### DOCUMENT EXCERPT
- - - - - - -
Shatha Amjad Al-Hassoun (; born 3 March 1981 in Casablanca, Morocco), better known as Shatha Hassoun (), is a Moroccan-Iraqi singer who rose to fame as the winner of the 4th season of the pan-Arab television talent show Star Academy Arab World. She was the first Arab woman to win the competition. She is currently one of the most popular singers in both the Middle East and Maghreb region, and is referred to as the "daughter of Mesopotamia".

Early life
Hassoun was born to an Iraqi father who is a well-known reporter from Hillah, and a Moroccan mother who is a history teacher from Safi. Growing up, Hassoun divided her time between Morocco and France. She studied English Literature in Casablanca and continued her university studies in Tangier where she joined the program of Hotel and Tourism Management. Then she continued her studies in France where she gained her master's degree.

Hassoun has sung in many languages including Arabic, English, French, Spanish, Italian and German.

Her family, which includes her parents and her only brother, reside in Morocco while she currently lives in Dubai.

Career

Aftermath of Star Academy 
In 2007 Hassoun won Star Academy 4, making her the first female winner. Her performance of Lebanese singer Fairouz's song "Baghdad" earned her 54.8% of the vote which enabled her to reach the finals. Along with the four finalists, Hassoun won the competition by receiving 40 percent of the votes.

Soon after winning the competition, Hassoun released her first single entitled "Rooh", which was written and composed by Lebanese songwriter Nikola Saada Nikhla. It was the first song to ever debut at number one on Rotana's PEPSI Top 20 charts, as it stayed at number for two weeks then peaking again at number one. The second song, "Asmallah Asmallah" or "Ebin Bladi", was written and composed by the Iraqi poet, Karim Al Iraqi as a gift to the Iraqi people and The Iraqi national football team which won the Asian Cup 2007. "Oushaq"  was written and composed by the Lebanese singer Marwan Khoury. Hassoun also revived several traditional Iraqi songs; "Allela 7elowa" and "Aleik As'al" as a duo with Ilham al-Madfai. She also released an Iraqi song, "Mza'elni", that was written by Amar Almarhon and composed by Mohand Mehsen, and "Lo alf mara" which was the first song composed by Melhem Barakat for a non-Lebanese artist. Hassoun is also working with the Iraqi poet Karim Al Iraqi to produce new Iraqi songs,who has worked with the likes of Kazem al Saher. Hassoun has worked with Salah Al-Sharnoby, Ramy Ayach, Assi El Helani, Abadi Aljawher and George Wassouf for a common art work .
- - - - - - -
Data of labeled boxes
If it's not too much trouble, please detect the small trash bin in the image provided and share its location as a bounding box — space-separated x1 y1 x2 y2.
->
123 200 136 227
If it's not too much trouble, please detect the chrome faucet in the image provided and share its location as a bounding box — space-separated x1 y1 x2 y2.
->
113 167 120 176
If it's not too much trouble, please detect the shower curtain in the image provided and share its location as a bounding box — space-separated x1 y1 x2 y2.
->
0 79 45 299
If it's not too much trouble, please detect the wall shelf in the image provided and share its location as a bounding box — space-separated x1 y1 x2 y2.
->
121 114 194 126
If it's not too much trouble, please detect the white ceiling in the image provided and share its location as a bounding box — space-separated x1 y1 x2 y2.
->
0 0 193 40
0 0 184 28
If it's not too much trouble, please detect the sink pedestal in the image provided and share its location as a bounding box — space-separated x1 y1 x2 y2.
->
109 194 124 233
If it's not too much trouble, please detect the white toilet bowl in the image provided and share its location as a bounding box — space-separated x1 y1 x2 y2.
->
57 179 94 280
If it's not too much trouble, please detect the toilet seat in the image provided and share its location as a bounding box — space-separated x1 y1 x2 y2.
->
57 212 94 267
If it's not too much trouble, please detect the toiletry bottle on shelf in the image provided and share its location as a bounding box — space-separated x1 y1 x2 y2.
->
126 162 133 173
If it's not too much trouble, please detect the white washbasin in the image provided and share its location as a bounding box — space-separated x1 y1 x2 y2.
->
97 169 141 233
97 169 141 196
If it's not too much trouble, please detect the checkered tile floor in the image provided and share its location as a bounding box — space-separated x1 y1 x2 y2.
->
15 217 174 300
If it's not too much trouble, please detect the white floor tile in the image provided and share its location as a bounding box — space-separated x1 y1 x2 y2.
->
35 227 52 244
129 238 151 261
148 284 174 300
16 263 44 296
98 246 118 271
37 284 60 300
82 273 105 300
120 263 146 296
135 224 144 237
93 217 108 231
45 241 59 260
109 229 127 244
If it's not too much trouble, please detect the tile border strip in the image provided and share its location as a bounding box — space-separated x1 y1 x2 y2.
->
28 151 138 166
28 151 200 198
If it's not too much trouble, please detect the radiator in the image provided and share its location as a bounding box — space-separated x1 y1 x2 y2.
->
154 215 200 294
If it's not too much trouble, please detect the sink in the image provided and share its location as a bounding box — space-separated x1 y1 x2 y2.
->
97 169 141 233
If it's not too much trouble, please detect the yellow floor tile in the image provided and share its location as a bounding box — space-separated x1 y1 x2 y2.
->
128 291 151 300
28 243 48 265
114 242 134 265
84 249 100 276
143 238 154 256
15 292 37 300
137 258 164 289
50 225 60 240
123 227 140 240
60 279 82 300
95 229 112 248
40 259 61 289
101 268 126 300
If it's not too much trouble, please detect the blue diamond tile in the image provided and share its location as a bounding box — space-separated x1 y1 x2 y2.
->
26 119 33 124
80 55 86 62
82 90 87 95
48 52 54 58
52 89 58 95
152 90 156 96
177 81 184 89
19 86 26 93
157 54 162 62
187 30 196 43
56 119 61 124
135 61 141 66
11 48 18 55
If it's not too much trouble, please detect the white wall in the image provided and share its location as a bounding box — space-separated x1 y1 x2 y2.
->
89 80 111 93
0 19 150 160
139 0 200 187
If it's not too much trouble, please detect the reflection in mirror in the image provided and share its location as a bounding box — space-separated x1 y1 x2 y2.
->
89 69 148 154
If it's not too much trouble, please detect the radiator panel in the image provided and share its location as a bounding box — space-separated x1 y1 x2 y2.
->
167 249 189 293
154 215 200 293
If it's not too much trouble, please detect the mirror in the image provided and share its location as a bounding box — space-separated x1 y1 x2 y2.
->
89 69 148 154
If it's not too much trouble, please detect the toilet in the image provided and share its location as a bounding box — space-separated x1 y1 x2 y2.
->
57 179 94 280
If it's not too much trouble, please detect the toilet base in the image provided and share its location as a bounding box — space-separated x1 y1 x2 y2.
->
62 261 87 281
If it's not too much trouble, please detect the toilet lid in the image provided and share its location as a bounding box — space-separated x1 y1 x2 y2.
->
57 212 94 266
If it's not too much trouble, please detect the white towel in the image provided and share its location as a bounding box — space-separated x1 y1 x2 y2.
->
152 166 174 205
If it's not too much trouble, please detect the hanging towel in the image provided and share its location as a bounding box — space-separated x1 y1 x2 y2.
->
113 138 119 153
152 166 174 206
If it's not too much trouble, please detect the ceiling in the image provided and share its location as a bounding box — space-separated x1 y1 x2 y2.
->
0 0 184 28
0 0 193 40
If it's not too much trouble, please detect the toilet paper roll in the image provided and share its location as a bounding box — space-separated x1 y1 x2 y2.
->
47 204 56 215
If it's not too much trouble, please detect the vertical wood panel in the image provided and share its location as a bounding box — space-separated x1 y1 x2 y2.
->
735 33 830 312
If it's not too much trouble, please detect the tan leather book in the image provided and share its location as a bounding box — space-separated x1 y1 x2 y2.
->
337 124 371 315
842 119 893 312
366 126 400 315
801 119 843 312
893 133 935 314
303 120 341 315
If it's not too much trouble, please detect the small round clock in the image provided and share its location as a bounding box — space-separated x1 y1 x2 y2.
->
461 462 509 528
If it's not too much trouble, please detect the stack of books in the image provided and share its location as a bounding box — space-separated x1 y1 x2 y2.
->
- - - - - - -
Carry on the biography of singer Shatha Hassoun, starting right after its last sentence. These data were drawn from a separate source.

Acting 
Away from the singing, Hassoun has participated in an Iraqi-Syrian-Egyptian television series called Rasael Men Ragol Mayet (letters from a dead man), alongside Syrian actor Ghassan Masoud and many Iraqi actors. The series talks about the problems of Iraqi society between 1979 and 2005. Directed by Hassan Hosny, the series was filmed in Syria and aired exclusive on Al-Baghdadia TV in the month of Ramadan 2008.

2009–present 
In late July 2009, Shatha achieved her life dream and the dream of fans when she went to her country's capital Baghdad and sang there in two big charity concerts for the children of Iraq, the first one in Al-elowea club and second one in Hunting Club, then she hold a press conference in Baghdad where she talked about her joyful to be a first Iraqi and Arab singer who visited Baghdad after war 2003 despite the unstable security in Baghdad and Predict murder in 2009 from one of Astrologer.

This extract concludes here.